Object location annotation data
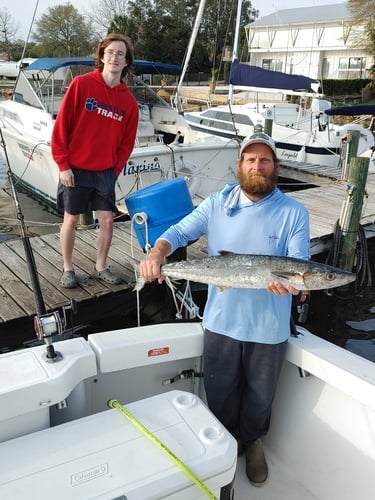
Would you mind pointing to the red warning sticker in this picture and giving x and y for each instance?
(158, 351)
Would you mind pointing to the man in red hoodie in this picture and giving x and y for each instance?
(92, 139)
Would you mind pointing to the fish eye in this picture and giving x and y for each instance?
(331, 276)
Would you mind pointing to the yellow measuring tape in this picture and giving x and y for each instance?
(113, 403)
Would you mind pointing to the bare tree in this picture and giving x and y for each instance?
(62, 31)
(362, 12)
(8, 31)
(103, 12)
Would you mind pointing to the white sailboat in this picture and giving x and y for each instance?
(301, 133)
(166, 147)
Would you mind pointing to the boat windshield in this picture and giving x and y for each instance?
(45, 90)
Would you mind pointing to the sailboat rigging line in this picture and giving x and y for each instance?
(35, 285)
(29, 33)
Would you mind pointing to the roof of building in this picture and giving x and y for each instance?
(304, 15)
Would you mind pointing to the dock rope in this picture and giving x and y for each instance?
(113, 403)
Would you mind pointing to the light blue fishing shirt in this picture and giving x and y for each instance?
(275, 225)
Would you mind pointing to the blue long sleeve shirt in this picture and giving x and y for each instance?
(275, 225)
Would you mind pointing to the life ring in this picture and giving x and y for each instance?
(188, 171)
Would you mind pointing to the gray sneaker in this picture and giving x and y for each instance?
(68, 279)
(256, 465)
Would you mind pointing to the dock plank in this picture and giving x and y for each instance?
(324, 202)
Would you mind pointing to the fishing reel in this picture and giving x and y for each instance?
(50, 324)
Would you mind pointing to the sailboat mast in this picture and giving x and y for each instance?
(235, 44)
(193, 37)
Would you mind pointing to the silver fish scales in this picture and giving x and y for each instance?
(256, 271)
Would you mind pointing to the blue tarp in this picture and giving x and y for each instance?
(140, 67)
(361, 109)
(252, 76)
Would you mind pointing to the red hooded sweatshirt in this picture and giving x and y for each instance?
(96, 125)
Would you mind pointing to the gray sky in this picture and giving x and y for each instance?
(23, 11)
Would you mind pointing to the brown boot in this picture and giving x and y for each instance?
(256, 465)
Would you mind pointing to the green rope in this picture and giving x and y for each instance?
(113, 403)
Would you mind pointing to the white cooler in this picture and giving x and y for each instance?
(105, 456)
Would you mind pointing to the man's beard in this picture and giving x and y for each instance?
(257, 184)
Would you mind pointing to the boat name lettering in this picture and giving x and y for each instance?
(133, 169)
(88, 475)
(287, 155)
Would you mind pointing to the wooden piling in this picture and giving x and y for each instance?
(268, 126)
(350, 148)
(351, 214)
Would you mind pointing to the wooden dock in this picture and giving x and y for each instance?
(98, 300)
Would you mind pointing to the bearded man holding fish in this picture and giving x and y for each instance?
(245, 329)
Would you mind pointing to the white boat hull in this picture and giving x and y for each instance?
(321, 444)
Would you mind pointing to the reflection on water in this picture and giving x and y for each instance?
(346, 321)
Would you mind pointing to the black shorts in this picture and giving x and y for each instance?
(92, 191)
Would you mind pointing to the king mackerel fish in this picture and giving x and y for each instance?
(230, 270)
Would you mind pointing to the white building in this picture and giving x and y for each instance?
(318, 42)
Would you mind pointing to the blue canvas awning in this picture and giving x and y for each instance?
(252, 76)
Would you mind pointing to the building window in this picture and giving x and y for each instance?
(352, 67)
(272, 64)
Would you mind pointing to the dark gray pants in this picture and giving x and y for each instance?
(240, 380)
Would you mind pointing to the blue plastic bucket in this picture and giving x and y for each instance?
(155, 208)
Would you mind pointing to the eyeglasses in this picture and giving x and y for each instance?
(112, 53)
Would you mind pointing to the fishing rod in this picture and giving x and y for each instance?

• [Given instruction]:
Exclude the pictures and transcribe all of the entries exactly.

• [Solved problem]:
Would you mind pointing to the red warning sticker in this picture and giving x and y for each instance?
(158, 351)
Would you mind pointing to the man in red hoodie in this picture and giving x and y for each instance?
(92, 139)
Would you mind pointing to the fish eye in this picture and giving x and y for each instance?
(331, 276)
Would you mind pointing to the yellow measuring tape in this picture and giving x and y for each instance?
(113, 403)
Would you mind pointing to the bare tree in this picture and giving x and y for each instance?
(62, 31)
(362, 12)
(8, 31)
(103, 12)
Would you mind pointing to the white sailboat in this picture and giving x and y for each instance?
(301, 133)
(166, 147)
Would you mind pointing to the boat windshield in this picture and giving x and y for each instance?
(45, 90)
Would you mind pointing to the sailboat rigging line in this picture and giving x and y for each instance?
(35, 285)
(29, 33)
Would you mind pointing to the roof of building in this picture and giving x and y for each instance?
(304, 15)
Would you mind pointing to the dock rope in this picture and giving x and y for each instance?
(113, 403)
Would you mind pointing to the light blue fishing shirt in this picture and giving x and y for each instance?
(275, 225)
Would you mind pointing to the blue long sleeve shirt in this picture and giving x and y for each instance?
(275, 225)
Would you mind pointing to the life ring in this picture and giving x and y for each instance?
(188, 171)
Would you mind pointing to the gray sneaker in this picture and giving x and y for each instance?
(68, 279)
(256, 465)
Would you mind pointing to the dock plank in this picture and giving x and y for each instance?
(324, 202)
Would you mind pointing to the fishing reel in this picture and giving x and y for each instance?
(50, 324)
Would you mind pointing to the sailboat mast in this picture and giving x and y for each instance?
(235, 44)
(193, 37)
Would you mind pointing to the silver fish scales in this picture and giving x and y for each instance?
(256, 271)
Would you mind pointing to the blue tarp in this picture and giving x and y for each instance?
(140, 67)
(361, 109)
(252, 76)
Would you mind pointing to the red hooded sweatshirt in this picture and giving x and y for each instance?
(96, 125)
Would you mind pointing to the gray sky in this picture and giving x and y for each instance?
(23, 11)
Would you mind pointing to the brown boot in this picture and giving x and y for each instance?
(256, 465)
Would you mind pointing to the green rope in this picture and giving x and y for each instance?
(113, 403)
Would you mind pointing to the white cooler in this picture and giving x and y for each instance?
(105, 456)
Would you mind pointing to the man's beard in this picture and giving x and y for each instance?
(257, 184)
Would you mind pointing to the boat name lettering in this picture and giving x and y for each instance?
(133, 169)
(88, 475)
(287, 155)
Would you mind pointing to the wooden piling in this picture and giving x and y for each instance?
(268, 126)
(350, 148)
(351, 214)
Would you mind pointing to the wooden dock in this picture and giving x and y for each instance?
(98, 300)
Would you mind pointing to the bearded man holding fish in this picture and giving x and y for each instance?
(245, 329)
Would you mind pointing to the white boat hull in this picture and giving x and y for each instance?
(321, 444)
Would you mind pointing to the reflection on water in this picture and giving x and y for each instance?
(346, 321)
Would you mind pointing to the black shorts in this picture and giving x and y for each instance?
(92, 191)
Would you mind pointing to the king mackerel fish in this picture and giving x and y for each instance?
(230, 270)
Would you mind pointing to the white building in this picture and giving x and y for each instance?
(318, 42)
Would you mind pointing to the blue canvas awning in this picture and giving x and y for each instance?
(252, 76)
Would you mind pointing to the building window in this picture and giving x and y for each instance?
(352, 67)
(272, 64)
Would you mind pointing to the dark gray pants in this picture and giving x and y for each instance?
(240, 380)
Would you mind pointing to the blue plastic bucket in this picture and giving x and y for each instance?
(155, 208)
Would you mind pointing to the eyeglasses in this picture and giving x and y for each instance?
(112, 53)
Would you mind pointing to the fishing rod in this picture and giving x and y for each instance?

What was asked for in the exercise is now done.